### Provided records
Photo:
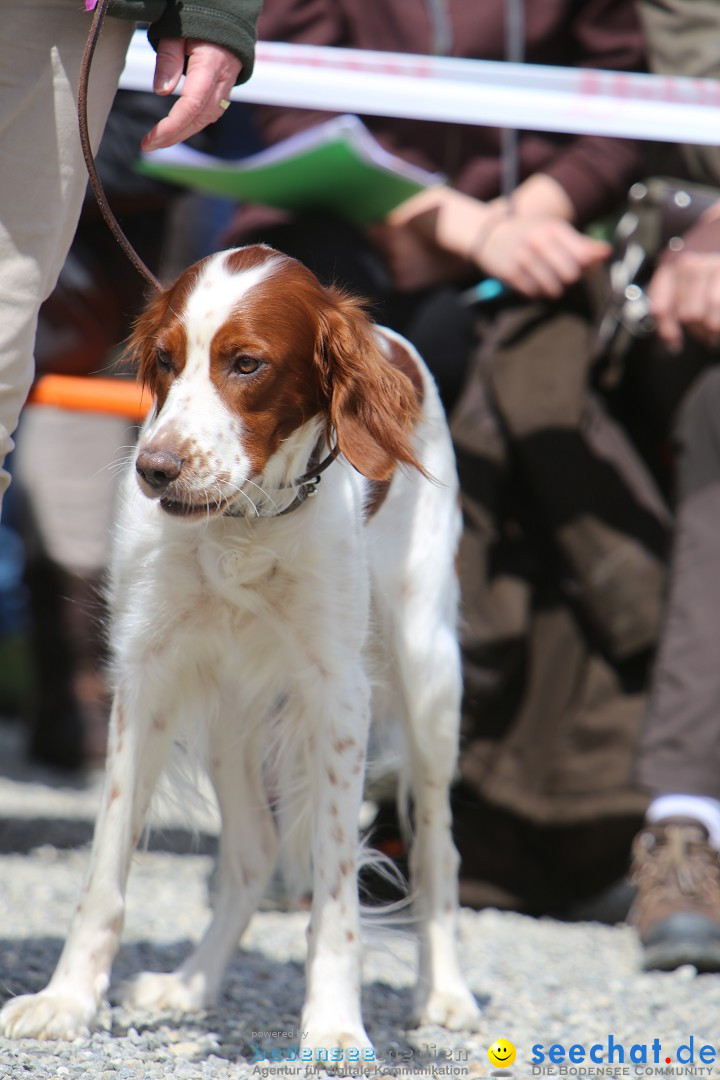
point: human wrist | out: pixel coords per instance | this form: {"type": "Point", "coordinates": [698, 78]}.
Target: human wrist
{"type": "Point", "coordinates": [500, 212]}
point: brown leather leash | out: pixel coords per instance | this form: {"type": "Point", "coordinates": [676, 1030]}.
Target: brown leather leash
{"type": "Point", "coordinates": [95, 181]}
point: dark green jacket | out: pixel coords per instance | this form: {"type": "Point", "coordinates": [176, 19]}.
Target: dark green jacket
{"type": "Point", "coordinates": [229, 23]}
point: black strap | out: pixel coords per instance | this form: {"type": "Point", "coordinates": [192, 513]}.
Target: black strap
{"type": "Point", "coordinates": [95, 181]}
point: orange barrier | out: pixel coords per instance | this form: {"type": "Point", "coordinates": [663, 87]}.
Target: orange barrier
{"type": "Point", "coordinates": [118, 396]}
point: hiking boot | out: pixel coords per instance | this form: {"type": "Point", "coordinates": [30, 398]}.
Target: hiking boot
{"type": "Point", "coordinates": [677, 907]}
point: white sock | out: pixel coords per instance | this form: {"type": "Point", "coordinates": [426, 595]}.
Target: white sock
{"type": "Point", "coordinates": [701, 808]}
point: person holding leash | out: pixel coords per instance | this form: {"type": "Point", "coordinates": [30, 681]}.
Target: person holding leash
{"type": "Point", "coordinates": [43, 172]}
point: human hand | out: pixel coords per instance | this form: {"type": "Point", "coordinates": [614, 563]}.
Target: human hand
{"type": "Point", "coordinates": [413, 260]}
{"type": "Point", "coordinates": [684, 289]}
{"type": "Point", "coordinates": [537, 256]}
{"type": "Point", "coordinates": [209, 78]}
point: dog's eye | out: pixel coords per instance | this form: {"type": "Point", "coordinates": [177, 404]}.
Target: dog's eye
{"type": "Point", "coordinates": [245, 365]}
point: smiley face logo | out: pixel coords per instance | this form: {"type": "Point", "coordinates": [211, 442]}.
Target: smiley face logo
{"type": "Point", "coordinates": [501, 1053]}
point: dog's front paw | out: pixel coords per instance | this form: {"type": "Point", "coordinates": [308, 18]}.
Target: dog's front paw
{"type": "Point", "coordinates": [51, 1014]}
{"type": "Point", "coordinates": [457, 1010]}
{"type": "Point", "coordinates": [155, 991]}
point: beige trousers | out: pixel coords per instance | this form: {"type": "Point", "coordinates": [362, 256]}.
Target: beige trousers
{"type": "Point", "coordinates": [42, 172]}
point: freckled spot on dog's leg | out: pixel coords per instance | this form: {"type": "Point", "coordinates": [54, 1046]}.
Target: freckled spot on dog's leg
{"type": "Point", "coordinates": [337, 834]}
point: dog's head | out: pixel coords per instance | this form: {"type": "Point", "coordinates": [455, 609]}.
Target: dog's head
{"type": "Point", "coordinates": [250, 362]}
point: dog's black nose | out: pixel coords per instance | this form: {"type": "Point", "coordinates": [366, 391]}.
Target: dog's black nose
{"type": "Point", "coordinates": [158, 468]}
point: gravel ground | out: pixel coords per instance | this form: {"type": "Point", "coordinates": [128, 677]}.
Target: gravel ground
{"type": "Point", "coordinates": [540, 981]}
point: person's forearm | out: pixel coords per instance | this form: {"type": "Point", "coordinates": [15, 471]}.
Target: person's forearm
{"type": "Point", "coordinates": [540, 196]}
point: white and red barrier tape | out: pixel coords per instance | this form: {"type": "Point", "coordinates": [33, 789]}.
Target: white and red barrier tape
{"type": "Point", "coordinates": [527, 96]}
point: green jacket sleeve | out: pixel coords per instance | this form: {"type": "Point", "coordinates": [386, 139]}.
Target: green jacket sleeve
{"type": "Point", "coordinates": [229, 23]}
{"type": "Point", "coordinates": [682, 39]}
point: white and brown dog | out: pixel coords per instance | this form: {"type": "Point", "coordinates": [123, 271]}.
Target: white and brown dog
{"type": "Point", "coordinates": [277, 623]}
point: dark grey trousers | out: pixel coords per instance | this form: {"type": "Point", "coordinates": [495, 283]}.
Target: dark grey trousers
{"type": "Point", "coordinates": [679, 748]}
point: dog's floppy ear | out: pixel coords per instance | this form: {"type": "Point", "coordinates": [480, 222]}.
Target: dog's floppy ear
{"type": "Point", "coordinates": [141, 346]}
{"type": "Point", "coordinates": [372, 406]}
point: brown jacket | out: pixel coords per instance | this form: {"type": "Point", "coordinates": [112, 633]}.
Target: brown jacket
{"type": "Point", "coordinates": [602, 34]}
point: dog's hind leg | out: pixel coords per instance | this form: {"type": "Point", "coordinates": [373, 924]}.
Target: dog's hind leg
{"type": "Point", "coordinates": [138, 746]}
{"type": "Point", "coordinates": [248, 848]}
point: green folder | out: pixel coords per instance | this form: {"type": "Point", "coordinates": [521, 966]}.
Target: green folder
{"type": "Point", "coordinates": [337, 165]}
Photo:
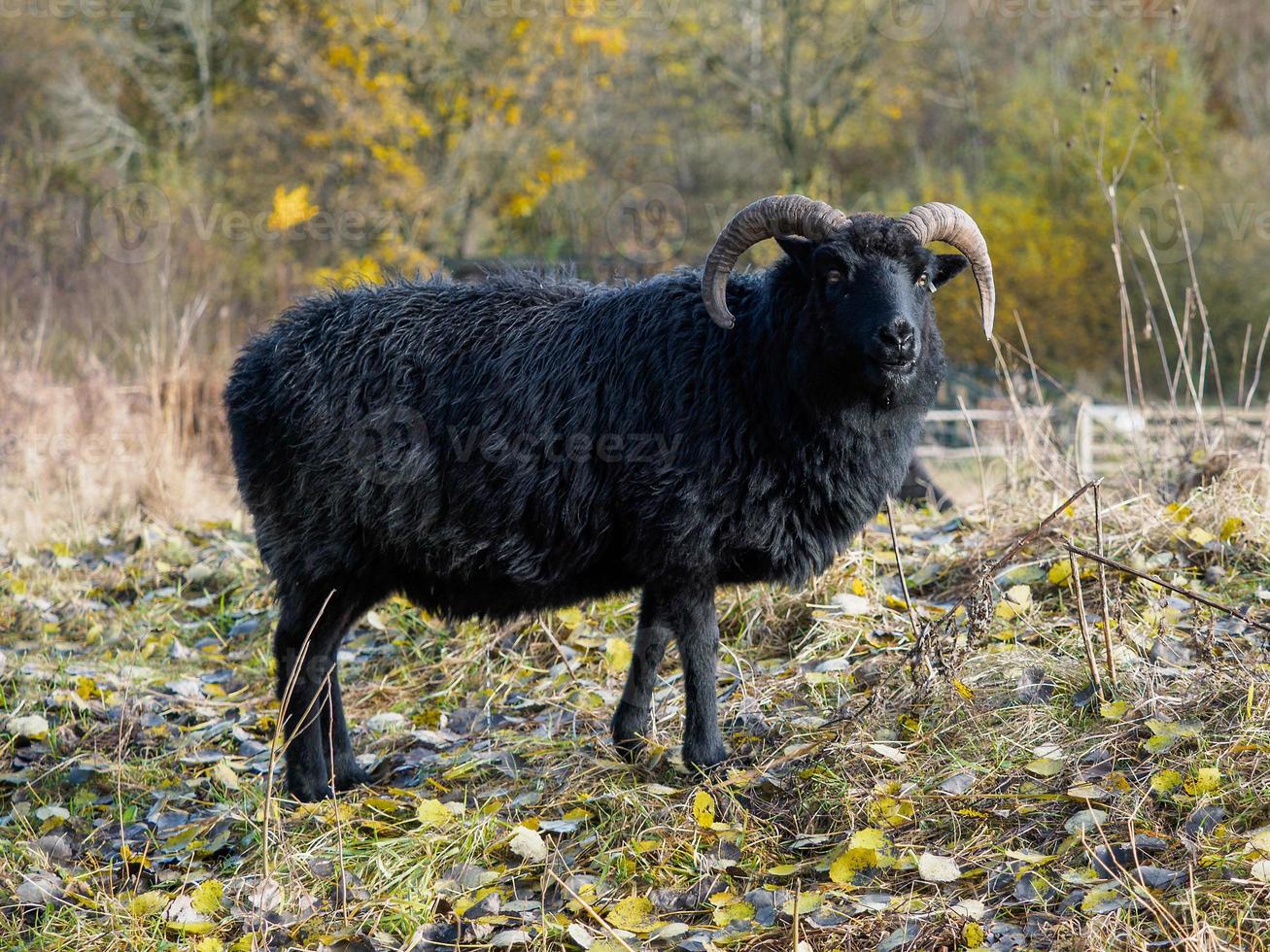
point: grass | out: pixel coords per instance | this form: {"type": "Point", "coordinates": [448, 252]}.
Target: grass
{"type": "Point", "coordinates": [879, 798]}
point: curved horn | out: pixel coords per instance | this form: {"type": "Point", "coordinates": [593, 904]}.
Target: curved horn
{"type": "Point", "coordinates": [939, 221]}
{"type": "Point", "coordinates": [765, 219]}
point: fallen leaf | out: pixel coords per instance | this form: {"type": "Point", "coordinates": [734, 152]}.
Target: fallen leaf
{"type": "Point", "coordinates": [529, 844]}
{"type": "Point", "coordinates": [432, 812]}
{"type": "Point", "coordinates": [938, 868]}
{"type": "Point", "coordinates": [633, 914]}
{"type": "Point", "coordinates": [704, 809]}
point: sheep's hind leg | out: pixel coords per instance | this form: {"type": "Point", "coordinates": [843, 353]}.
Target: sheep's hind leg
{"type": "Point", "coordinates": [689, 613]}
{"type": "Point", "coordinates": [310, 628]}
{"type": "Point", "coordinates": [632, 717]}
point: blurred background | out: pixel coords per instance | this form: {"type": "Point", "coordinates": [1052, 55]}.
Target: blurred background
{"type": "Point", "coordinates": [173, 173]}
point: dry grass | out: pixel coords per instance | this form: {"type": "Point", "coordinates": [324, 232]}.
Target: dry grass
{"type": "Point", "coordinates": [149, 657]}
{"type": "Point", "coordinates": [75, 458]}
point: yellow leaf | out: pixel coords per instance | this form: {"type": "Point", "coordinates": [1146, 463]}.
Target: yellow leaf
{"type": "Point", "coordinates": [737, 910]}
{"type": "Point", "coordinates": [973, 935]}
{"type": "Point", "coordinates": [634, 914]}
{"type": "Point", "coordinates": [1231, 528]}
{"type": "Point", "coordinates": [704, 809]}
{"type": "Point", "coordinates": [1016, 602]}
{"type": "Point", "coordinates": [1204, 781]}
{"type": "Point", "coordinates": [433, 812]}
{"type": "Point", "coordinates": [148, 904]}
{"type": "Point", "coordinates": [848, 864]}
{"type": "Point", "coordinates": [617, 655]}
{"type": "Point", "coordinates": [890, 811]}
{"type": "Point", "coordinates": [1059, 571]}
{"type": "Point", "coordinates": [291, 208]}
{"type": "Point", "coordinates": [1114, 710]}
{"type": "Point", "coordinates": [1200, 537]}
{"type": "Point", "coordinates": [1166, 782]}
{"type": "Point", "coordinates": [207, 897]}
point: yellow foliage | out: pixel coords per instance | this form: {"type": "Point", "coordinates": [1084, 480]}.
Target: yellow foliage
{"type": "Point", "coordinates": [291, 208]}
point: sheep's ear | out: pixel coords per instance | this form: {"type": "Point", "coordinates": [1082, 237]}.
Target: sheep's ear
{"type": "Point", "coordinates": [799, 249]}
{"type": "Point", "coordinates": [947, 267]}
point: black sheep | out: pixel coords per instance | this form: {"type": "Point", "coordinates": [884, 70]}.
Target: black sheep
{"type": "Point", "coordinates": [534, 441]}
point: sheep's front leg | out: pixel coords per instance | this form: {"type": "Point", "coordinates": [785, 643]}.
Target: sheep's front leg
{"type": "Point", "coordinates": [689, 613]}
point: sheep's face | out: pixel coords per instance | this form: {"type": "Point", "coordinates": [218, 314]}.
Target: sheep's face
{"type": "Point", "coordinates": [870, 292]}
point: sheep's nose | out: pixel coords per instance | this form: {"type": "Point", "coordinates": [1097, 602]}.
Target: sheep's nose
{"type": "Point", "coordinates": [898, 338]}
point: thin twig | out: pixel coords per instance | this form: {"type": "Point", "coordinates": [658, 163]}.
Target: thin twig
{"type": "Point", "coordinates": [991, 571]}
{"type": "Point", "coordinates": [1084, 628]}
{"type": "Point", "coordinates": [903, 586]}
{"type": "Point", "coordinates": [1103, 587]}
{"type": "Point", "coordinates": [1175, 589]}
{"type": "Point", "coordinates": [590, 909]}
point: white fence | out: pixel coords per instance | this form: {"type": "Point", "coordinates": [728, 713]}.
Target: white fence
{"type": "Point", "coordinates": [1103, 439]}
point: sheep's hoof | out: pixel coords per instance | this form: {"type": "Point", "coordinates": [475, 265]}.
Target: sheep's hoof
{"type": "Point", "coordinates": [350, 776]}
{"type": "Point", "coordinates": [629, 727]}
{"type": "Point", "coordinates": [705, 756]}
{"type": "Point", "coordinates": [309, 790]}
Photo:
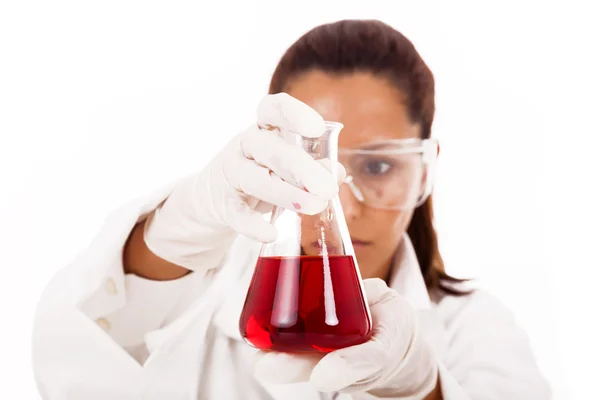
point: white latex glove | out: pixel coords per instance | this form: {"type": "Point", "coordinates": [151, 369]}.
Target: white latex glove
{"type": "Point", "coordinates": [256, 170]}
{"type": "Point", "coordinates": [395, 363]}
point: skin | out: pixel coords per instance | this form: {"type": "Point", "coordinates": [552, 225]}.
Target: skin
{"type": "Point", "coordinates": [371, 109]}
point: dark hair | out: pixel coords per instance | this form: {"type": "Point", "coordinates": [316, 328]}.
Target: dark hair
{"type": "Point", "coordinates": [373, 46]}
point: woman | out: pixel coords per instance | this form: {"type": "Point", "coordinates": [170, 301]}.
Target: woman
{"type": "Point", "coordinates": [150, 310]}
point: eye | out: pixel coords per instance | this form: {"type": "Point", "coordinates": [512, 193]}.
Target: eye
{"type": "Point", "coordinates": [377, 167]}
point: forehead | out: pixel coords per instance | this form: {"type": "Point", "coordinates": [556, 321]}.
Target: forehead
{"type": "Point", "coordinates": [370, 108]}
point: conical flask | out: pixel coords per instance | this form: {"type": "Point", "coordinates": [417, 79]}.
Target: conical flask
{"type": "Point", "coordinates": [306, 294]}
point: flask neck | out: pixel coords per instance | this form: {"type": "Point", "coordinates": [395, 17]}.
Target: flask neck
{"type": "Point", "coordinates": [322, 147]}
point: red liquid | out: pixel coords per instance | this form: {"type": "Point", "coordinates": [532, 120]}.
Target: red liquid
{"type": "Point", "coordinates": [293, 306]}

### Problem details
Your task is to extract the lines running from the one with "point: eye |" to the end of the material, inclusive, copying each exactly and adding nothing.

### Result of the exercise
point: eye | out: pixel coords per instance | this form: {"type": "Point", "coordinates": [512, 193]}.
Target: eye
{"type": "Point", "coordinates": [377, 167]}
point: forehead | out: pixel coords per instance | this form: {"type": "Point", "coordinates": [556, 321]}.
Target: forehead
{"type": "Point", "coordinates": [370, 108]}
point: conical flask | out: pixel coords per instance | this form: {"type": "Point", "coordinates": [417, 79]}.
Target: conical flask
{"type": "Point", "coordinates": [306, 294]}
point: flask neck | out: pixel coords per instance | this form: {"type": "Point", "coordinates": [395, 17]}.
Target: flask neck
{"type": "Point", "coordinates": [322, 147]}
point: red liquid | out: pixel coords per instance | this form: {"type": "Point", "coordinates": [532, 120]}.
Target: red liquid
{"type": "Point", "coordinates": [293, 306]}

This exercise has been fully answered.